Records from a dataset:
┄┄┄┄┄┄┄┄┄┄┄┄┄┄┄┄┄┄┄┄
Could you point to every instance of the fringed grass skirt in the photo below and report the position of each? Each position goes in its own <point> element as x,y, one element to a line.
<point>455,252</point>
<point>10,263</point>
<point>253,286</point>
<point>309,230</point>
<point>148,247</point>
┄┄┄┄┄┄┄┄┄┄┄┄┄┄┄┄┄┄┄┄
WHAT YOU WILL DO:
After reading the data, retype all of it exactly as it reads.

SOLUTION BELOW:
Could you point to every instance of the fringed grass skirt in the photo below and report the position of each? Each position goes in its own <point> element as x,y, one element to a line.
<point>455,252</point>
<point>10,263</point>
<point>253,286</point>
<point>309,230</point>
<point>148,247</point>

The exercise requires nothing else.